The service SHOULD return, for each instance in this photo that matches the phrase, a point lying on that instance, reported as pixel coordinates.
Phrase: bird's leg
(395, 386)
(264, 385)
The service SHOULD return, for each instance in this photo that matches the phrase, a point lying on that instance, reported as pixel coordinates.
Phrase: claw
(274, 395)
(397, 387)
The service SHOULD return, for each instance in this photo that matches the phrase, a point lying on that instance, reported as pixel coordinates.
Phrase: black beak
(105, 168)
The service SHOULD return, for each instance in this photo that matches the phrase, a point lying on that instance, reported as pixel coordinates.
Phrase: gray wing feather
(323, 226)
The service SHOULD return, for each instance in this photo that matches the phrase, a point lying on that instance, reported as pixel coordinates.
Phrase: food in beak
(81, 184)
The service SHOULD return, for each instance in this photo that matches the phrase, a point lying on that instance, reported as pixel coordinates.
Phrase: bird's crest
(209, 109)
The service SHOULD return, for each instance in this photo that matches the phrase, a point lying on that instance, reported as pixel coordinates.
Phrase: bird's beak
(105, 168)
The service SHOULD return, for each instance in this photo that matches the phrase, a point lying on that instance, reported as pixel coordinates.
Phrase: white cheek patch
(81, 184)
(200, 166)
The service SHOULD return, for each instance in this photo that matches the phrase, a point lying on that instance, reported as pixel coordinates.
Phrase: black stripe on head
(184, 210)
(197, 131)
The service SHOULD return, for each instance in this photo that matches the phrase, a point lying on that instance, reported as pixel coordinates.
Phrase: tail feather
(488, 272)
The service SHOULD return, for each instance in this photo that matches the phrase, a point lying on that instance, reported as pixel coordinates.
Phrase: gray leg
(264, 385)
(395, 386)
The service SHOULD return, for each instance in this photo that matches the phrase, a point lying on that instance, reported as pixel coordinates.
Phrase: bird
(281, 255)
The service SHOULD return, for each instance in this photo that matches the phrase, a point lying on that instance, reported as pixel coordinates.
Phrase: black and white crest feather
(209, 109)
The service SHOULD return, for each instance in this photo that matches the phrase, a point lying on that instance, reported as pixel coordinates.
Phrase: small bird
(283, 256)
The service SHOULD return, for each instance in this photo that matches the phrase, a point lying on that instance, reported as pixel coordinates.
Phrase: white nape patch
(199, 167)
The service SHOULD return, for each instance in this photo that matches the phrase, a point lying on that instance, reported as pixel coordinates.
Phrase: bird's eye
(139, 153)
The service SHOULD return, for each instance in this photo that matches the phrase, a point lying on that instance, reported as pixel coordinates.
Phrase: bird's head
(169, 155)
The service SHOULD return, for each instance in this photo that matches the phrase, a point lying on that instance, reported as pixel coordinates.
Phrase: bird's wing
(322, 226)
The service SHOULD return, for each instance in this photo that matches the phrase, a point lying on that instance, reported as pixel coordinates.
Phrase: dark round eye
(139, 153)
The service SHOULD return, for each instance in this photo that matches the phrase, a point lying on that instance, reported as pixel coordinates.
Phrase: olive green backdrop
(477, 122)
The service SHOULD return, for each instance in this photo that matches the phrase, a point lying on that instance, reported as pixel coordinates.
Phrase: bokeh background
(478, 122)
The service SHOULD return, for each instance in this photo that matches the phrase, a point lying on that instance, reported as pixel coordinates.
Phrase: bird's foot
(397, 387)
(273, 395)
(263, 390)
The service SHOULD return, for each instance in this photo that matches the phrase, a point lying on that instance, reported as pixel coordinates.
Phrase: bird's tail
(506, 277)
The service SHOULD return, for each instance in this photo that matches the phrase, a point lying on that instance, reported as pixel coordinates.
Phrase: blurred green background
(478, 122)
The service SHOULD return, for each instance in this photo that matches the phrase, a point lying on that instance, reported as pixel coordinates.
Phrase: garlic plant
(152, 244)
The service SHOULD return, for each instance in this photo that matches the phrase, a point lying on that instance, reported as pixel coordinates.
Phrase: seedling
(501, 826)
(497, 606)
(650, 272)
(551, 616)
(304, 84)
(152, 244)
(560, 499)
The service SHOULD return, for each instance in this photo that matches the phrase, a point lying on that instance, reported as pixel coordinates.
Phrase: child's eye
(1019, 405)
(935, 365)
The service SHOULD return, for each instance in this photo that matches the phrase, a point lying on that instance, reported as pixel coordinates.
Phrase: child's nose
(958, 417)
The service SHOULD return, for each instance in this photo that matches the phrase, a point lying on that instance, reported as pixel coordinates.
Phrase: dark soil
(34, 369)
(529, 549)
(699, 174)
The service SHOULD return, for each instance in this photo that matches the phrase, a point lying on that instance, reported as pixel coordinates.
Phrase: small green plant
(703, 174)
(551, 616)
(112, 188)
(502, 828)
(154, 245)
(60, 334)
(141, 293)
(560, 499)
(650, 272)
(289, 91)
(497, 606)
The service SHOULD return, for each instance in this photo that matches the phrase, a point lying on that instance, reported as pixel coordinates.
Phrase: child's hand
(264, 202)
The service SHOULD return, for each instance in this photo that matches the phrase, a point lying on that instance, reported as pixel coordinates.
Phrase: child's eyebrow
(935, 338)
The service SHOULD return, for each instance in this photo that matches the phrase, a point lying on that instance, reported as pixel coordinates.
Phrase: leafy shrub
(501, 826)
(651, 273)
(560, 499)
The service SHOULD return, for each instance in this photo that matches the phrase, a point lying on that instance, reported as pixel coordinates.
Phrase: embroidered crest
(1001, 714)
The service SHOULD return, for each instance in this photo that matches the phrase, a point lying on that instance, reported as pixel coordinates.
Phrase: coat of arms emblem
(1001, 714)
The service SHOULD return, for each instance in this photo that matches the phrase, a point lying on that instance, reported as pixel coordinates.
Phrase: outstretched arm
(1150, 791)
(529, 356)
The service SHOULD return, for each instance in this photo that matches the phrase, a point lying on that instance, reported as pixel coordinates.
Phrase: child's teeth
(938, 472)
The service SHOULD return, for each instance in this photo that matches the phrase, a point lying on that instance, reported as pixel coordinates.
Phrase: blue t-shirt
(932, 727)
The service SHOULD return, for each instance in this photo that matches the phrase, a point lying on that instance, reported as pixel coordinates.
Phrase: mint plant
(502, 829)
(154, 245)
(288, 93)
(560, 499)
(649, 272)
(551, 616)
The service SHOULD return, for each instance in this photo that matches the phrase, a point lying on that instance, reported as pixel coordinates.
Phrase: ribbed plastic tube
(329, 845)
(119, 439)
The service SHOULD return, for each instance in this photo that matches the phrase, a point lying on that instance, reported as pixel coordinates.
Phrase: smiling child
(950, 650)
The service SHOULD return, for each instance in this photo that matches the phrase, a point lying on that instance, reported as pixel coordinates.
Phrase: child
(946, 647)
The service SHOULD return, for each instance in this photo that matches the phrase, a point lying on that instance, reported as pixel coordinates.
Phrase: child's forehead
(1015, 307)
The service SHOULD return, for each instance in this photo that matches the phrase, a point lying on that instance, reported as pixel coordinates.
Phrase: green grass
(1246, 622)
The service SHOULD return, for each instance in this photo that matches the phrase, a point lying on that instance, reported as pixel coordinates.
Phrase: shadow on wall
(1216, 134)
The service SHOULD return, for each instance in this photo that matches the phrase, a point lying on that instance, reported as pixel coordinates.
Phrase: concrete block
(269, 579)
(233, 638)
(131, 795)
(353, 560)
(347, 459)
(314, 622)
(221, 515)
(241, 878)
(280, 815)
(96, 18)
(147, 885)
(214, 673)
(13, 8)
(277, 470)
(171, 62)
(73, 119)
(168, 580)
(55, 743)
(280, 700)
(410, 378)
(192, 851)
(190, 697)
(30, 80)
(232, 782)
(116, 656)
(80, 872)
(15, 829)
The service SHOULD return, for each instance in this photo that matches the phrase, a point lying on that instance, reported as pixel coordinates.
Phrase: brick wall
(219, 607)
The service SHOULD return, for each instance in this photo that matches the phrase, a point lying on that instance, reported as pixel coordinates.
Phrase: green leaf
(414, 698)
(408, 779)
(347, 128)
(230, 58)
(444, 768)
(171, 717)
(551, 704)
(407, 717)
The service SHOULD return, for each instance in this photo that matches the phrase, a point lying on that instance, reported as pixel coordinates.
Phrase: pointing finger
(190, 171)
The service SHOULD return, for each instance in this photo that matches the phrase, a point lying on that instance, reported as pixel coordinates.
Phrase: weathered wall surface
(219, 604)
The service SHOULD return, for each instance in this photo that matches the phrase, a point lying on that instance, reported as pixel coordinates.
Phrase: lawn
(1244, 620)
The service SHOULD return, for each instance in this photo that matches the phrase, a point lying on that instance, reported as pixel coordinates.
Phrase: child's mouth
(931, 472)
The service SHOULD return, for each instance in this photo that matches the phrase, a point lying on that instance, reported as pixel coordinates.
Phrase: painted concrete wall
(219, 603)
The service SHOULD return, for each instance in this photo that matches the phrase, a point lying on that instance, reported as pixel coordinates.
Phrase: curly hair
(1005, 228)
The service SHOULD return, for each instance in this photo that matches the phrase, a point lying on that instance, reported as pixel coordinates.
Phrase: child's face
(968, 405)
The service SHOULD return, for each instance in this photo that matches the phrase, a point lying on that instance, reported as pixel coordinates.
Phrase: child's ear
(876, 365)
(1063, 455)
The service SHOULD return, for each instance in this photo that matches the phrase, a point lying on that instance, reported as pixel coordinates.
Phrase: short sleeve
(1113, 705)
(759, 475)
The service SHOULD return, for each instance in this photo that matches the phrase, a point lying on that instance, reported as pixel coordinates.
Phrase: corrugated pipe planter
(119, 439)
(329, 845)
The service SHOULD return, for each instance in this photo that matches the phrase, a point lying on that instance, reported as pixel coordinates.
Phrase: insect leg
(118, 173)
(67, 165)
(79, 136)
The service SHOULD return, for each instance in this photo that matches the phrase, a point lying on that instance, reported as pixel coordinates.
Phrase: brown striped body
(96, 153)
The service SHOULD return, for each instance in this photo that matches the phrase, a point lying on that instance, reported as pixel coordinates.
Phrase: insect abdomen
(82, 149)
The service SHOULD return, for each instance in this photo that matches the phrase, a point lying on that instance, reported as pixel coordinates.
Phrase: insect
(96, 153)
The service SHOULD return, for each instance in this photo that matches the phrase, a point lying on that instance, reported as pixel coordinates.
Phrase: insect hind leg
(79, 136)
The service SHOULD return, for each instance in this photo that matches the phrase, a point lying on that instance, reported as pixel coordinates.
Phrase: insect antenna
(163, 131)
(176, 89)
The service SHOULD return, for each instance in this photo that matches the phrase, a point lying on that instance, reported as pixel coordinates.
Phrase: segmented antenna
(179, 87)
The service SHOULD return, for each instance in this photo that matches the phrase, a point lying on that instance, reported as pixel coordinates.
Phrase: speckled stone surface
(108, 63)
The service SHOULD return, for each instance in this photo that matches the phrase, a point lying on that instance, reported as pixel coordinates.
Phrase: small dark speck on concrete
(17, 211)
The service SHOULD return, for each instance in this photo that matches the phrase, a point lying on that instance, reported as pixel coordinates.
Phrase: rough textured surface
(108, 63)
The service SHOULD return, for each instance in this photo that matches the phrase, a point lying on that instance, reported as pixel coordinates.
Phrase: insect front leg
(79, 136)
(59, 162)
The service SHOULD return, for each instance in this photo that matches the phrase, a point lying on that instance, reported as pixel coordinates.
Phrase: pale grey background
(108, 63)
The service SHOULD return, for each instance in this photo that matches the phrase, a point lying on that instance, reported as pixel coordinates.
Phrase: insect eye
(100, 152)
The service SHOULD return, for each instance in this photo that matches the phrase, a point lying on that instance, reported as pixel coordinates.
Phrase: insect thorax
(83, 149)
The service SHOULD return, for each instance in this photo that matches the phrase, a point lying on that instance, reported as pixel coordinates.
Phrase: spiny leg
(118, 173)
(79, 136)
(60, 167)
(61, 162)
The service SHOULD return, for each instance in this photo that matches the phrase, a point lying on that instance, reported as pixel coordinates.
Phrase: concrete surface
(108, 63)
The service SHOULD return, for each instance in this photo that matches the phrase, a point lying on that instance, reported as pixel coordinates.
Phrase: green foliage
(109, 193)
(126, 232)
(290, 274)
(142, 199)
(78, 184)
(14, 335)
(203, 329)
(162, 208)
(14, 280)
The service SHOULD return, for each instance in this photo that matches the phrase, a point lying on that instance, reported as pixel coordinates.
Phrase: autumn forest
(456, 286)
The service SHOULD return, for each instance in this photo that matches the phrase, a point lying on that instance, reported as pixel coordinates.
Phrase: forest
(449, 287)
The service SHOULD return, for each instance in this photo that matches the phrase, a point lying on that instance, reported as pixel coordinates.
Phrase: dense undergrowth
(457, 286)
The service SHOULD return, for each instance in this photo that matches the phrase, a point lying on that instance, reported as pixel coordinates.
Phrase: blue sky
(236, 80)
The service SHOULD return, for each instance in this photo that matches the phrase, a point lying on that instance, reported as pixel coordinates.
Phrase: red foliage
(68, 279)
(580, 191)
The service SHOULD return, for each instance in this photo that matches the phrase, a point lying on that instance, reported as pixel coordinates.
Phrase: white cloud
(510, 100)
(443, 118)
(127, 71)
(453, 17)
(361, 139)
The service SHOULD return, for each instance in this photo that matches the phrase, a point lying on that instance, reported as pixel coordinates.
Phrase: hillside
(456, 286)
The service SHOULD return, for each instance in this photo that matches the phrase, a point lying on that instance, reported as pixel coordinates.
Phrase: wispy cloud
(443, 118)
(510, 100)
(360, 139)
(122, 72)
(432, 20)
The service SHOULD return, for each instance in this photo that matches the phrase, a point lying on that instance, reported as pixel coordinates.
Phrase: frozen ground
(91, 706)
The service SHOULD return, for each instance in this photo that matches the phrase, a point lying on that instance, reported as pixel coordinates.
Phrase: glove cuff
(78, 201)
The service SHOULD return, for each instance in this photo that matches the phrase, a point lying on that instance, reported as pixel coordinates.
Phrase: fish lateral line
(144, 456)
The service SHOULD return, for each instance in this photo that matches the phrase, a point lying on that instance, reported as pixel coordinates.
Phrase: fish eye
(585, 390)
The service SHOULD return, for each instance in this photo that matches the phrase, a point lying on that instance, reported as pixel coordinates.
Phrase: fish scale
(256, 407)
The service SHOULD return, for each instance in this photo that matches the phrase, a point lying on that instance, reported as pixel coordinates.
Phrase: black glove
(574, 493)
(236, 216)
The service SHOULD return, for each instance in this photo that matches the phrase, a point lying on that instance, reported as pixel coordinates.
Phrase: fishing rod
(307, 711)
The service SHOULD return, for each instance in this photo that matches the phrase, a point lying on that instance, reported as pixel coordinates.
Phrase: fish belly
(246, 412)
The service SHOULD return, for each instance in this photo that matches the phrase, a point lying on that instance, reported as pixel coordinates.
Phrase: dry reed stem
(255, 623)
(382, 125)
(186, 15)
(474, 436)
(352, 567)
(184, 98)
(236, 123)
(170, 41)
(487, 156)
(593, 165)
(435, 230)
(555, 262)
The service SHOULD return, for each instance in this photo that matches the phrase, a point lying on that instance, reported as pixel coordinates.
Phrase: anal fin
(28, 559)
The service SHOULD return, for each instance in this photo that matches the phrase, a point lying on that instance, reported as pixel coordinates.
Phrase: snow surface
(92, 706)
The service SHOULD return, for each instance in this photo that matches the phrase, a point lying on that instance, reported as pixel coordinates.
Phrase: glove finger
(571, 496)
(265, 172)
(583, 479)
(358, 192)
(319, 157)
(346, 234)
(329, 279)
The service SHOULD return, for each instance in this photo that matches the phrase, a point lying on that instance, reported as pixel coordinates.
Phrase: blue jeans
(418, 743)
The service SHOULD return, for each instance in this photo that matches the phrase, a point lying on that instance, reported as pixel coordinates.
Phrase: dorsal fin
=-=-=-=-=
■ **Testo dell'esercizio**
Raccogli dall'elenco riportato sopra ogni riga in cui compare la parola "patch". Maiuscole e minuscole vanno distinte.

■ **Esercizio svolto**
Phrase: white cheek patch
Phrase: white nape patch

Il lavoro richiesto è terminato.